Input for this task:

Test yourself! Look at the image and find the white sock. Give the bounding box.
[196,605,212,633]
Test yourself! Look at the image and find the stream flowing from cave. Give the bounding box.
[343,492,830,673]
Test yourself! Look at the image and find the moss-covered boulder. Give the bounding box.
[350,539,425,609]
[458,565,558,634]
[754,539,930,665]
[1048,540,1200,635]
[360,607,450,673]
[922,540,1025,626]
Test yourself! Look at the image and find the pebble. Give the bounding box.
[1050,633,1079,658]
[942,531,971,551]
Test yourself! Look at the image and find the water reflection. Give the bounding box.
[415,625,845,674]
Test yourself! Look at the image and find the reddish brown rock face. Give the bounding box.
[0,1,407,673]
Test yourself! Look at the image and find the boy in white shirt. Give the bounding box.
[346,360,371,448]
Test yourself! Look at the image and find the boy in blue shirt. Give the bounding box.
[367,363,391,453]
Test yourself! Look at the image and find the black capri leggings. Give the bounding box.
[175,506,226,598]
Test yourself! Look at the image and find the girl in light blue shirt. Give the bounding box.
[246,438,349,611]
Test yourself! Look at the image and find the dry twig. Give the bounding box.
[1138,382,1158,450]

Problem to solve:
Can you repeat every one of the items above word for word, without changing anything?

Output below:
Test yourself! Look at the image and find the white sock. Give the bounding box.
[196,605,212,633]
Test yourself! Look at the image and find the stream flowing from cave. Give the bounding box.
[343,492,830,673]
Test yourself! Look at the image and find the moss-covered boulder. Give the bounding box.
[350,539,425,609]
[458,565,558,634]
[754,539,930,665]
[1048,540,1200,635]
[360,607,450,673]
[922,540,1025,626]
Test yourself! Look at the image and find the pebble. Give the bounding box.
[1050,633,1079,658]
[942,531,971,551]
Test yourself! Look at the image and find the water reflection. Give the bounding box.
[415,625,845,674]
Test yourself! Look at the image and find the reddish brown rock face. Give the bounding box.
[0,1,407,673]
Test yourself! Look at the image and find the boy in white shirt. Give the bounding box.
[346,360,371,448]
Test yourself! Look at the image and find the boy in blue shirt. Give the bounding box.
[367,363,391,453]
Test yourself! Look at the image and find the black capri leggings. Give the bounding box.
[175,506,226,598]
Test yourself! Look at the image and find the girl in light blue shirt. Give the bounding box.
[246,438,349,611]
Test yourself! Look at the image and find the dry twig. Give the bounding box.
[1138,382,1158,450]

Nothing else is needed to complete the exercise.